▸ EXERCISE OBJECTIVE
Exactly the lines from the one containing "the small tree" through the final line of the data below, with pictures omitted, make up the answer.

____ DATA FOR ANALYSIS

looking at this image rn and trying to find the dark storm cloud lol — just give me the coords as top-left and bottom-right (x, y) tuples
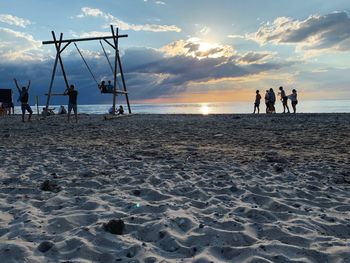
(239, 52), (272, 64)
(123, 48), (290, 99)
(255, 11), (350, 51)
(1, 47), (288, 102)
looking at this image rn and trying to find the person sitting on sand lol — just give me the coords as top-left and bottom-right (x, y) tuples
(99, 80), (107, 93)
(289, 89), (298, 114)
(268, 88), (276, 113)
(279, 86), (290, 113)
(41, 107), (55, 116)
(253, 90), (261, 114)
(14, 78), (32, 122)
(108, 106), (114, 114)
(64, 84), (78, 122)
(58, 105), (67, 115)
(116, 105), (124, 115)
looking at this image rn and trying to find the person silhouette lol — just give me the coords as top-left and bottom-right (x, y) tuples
(279, 86), (290, 113)
(264, 90), (269, 113)
(65, 84), (78, 122)
(268, 88), (276, 113)
(14, 78), (32, 122)
(253, 90), (262, 114)
(99, 80), (107, 93)
(289, 89), (298, 114)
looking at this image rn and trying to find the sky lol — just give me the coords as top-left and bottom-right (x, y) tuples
(0, 0), (350, 105)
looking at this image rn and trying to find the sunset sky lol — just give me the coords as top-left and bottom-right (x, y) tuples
(0, 0), (350, 104)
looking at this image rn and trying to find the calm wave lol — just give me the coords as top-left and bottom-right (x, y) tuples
(15, 100), (349, 115)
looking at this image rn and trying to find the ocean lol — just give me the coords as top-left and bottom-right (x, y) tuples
(14, 100), (350, 115)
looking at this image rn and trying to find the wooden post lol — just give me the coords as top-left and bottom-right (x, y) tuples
(117, 53), (131, 114)
(36, 96), (39, 115)
(52, 31), (70, 92)
(111, 26), (118, 114)
(43, 26), (131, 116)
(45, 32), (63, 112)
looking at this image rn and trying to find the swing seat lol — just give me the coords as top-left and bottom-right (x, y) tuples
(100, 89), (128, 94)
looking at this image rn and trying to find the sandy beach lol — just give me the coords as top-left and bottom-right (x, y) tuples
(0, 113), (349, 263)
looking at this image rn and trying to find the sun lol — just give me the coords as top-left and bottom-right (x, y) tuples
(198, 42), (214, 52)
(200, 104), (210, 115)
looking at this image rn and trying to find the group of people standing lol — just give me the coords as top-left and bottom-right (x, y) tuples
(10, 79), (125, 122)
(254, 87), (298, 114)
(13, 79), (78, 122)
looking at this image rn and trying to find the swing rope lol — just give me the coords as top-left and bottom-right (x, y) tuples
(74, 42), (99, 86)
(100, 40), (114, 74)
(99, 40), (123, 91)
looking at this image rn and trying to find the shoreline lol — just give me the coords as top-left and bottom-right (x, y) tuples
(0, 113), (349, 262)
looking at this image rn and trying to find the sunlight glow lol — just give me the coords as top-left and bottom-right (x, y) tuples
(200, 104), (210, 115)
(198, 42), (214, 52)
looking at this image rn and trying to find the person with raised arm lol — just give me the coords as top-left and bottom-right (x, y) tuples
(14, 78), (33, 122)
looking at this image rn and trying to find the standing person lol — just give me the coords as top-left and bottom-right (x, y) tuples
(264, 90), (270, 113)
(65, 84), (78, 122)
(268, 88), (276, 113)
(253, 90), (262, 114)
(14, 78), (32, 122)
(289, 89), (298, 114)
(279, 86), (290, 113)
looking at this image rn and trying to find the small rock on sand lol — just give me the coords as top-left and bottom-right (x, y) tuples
(38, 241), (54, 253)
(103, 219), (125, 235)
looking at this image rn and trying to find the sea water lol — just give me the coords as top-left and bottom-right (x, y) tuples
(15, 100), (350, 115)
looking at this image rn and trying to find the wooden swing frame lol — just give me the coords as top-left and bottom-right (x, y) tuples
(42, 25), (132, 115)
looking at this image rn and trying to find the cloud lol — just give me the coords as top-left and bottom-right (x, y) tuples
(77, 7), (181, 33)
(0, 14), (31, 28)
(155, 1), (166, 5)
(160, 38), (235, 59)
(238, 52), (275, 64)
(252, 11), (350, 53)
(121, 43), (290, 99)
(0, 38), (288, 103)
(0, 27), (42, 61)
(199, 26), (211, 35)
(77, 7), (103, 18)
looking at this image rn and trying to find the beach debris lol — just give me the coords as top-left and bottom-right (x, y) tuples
(40, 180), (61, 193)
(132, 189), (141, 196)
(37, 241), (54, 253)
(273, 163), (284, 173)
(103, 219), (125, 235)
(159, 231), (166, 239)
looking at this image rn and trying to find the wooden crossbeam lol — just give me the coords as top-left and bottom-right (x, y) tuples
(42, 34), (128, 45)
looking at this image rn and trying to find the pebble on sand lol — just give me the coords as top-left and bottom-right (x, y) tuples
(40, 180), (61, 193)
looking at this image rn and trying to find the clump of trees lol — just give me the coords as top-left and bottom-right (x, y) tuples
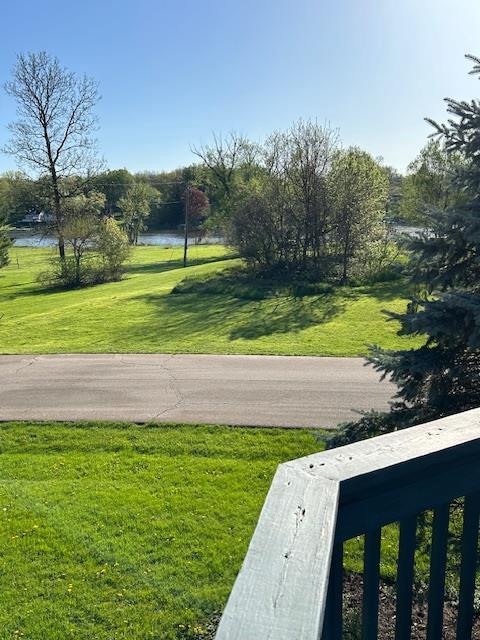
(399, 140), (464, 225)
(196, 121), (391, 282)
(3, 50), (467, 297)
(329, 54), (480, 447)
(41, 193), (130, 288)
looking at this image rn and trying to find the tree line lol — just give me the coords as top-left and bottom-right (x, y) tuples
(0, 50), (465, 292)
(0, 52), (459, 281)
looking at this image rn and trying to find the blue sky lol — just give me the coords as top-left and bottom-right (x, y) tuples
(1, 0), (480, 174)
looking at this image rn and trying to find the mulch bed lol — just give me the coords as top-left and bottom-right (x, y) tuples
(342, 572), (480, 639)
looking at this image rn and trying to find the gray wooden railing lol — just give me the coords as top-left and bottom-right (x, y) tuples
(214, 408), (480, 639)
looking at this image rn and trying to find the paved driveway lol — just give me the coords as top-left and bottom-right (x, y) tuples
(0, 354), (395, 428)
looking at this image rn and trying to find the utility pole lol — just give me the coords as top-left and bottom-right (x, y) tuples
(183, 185), (189, 267)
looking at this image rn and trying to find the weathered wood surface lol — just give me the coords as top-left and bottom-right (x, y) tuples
(335, 454), (480, 540)
(214, 463), (339, 639)
(299, 409), (480, 540)
(293, 408), (480, 485)
(215, 408), (480, 640)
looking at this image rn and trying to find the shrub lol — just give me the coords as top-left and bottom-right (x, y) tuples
(39, 255), (103, 288)
(96, 218), (131, 280)
(39, 216), (130, 289)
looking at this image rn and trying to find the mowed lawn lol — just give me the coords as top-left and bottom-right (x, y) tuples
(0, 421), (469, 640)
(0, 245), (421, 355)
(0, 421), (322, 640)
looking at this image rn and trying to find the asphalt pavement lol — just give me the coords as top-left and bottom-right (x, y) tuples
(0, 353), (395, 428)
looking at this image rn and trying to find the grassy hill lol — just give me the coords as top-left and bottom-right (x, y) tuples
(0, 245), (421, 355)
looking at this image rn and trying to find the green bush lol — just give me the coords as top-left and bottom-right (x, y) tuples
(39, 218), (131, 289)
(39, 254), (103, 288)
(96, 218), (131, 280)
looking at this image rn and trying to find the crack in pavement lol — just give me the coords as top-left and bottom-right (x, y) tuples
(153, 355), (186, 419)
(13, 356), (39, 376)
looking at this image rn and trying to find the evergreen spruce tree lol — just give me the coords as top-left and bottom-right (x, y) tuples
(330, 55), (480, 447)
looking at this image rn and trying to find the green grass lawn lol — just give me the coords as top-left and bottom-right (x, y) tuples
(0, 421), (467, 639)
(0, 421), (322, 640)
(0, 245), (421, 355)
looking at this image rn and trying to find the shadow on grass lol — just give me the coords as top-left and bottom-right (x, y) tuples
(128, 272), (409, 344)
(9, 255), (236, 300)
(125, 254), (235, 276)
(122, 268), (409, 344)
(352, 278), (411, 302)
(229, 295), (341, 340)
(131, 287), (345, 343)
(11, 281), (99, 299)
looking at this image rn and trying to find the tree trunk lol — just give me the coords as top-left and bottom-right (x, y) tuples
(50, 164), (65, 262)
(74, 249), (81, 286)
(341, 225), (351, 285)
(58, 235), (66, 260)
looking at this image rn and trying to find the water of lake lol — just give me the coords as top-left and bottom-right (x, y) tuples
(10, 229), (222, 247)
(10, 226), (421, 248)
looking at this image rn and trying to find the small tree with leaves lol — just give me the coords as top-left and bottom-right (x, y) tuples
(96, 217), (131, 280)
(118, 182), (152, 244)
(399, 140), (464, 225)
(57, 191), (105, 286)
(328, 148), (389, 283)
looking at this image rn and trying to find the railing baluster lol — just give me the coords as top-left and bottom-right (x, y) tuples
(456, 492), (480, 640)
(426, 503), (450, 640)
(322, 541), (343, 640)
(362, 528), (381, 640)
(395, 515), (417, 640)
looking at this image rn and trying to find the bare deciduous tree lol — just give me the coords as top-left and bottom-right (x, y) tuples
(192, 133), (245, 195)
(4, 51), (101, 259)
(265, 120), (339, 266)
(228, 120), (340, 274)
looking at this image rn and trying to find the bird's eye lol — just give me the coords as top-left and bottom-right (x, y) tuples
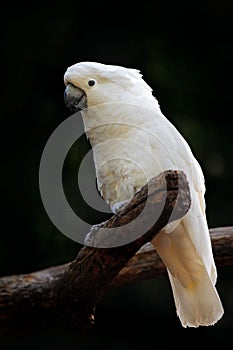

________

▸ ANSWER TO THE EXERCISE
looking at this image rn and trying to find the small tree with leaves lol — just give me the coords as top-left and bottom-right (x, y) tuples
(96, 217), (131, 280)
(118, 182), (152, 244)
(399, 140), (464, 225)
(57, 191), (105, 286)
(328, 148), (389, 283)
looking at this image rn and trying to find the railing baluster lol — just give me the coords as top-left and bottom-right (x, y) tuples
(456, 492), (480, 640)
(426, 503), (450, 640)
(322, 541), (343, 640)
(362, 528), (381, 640)
(395, 515), (417, 640)
looking at this image rn and trying to find the bare deciduous tree lol — just give me the coords as top-left and bottom-right (x, y) tuples
(192, 133), (245, 195)
(4, 51), (101, 259)
(265, 120), (339, 266)
(228, 120), (340, 274)
looking at this image rn and trying to find the bird's eye lol — just give me the coords as top-left and bottom-right (x, y) tuples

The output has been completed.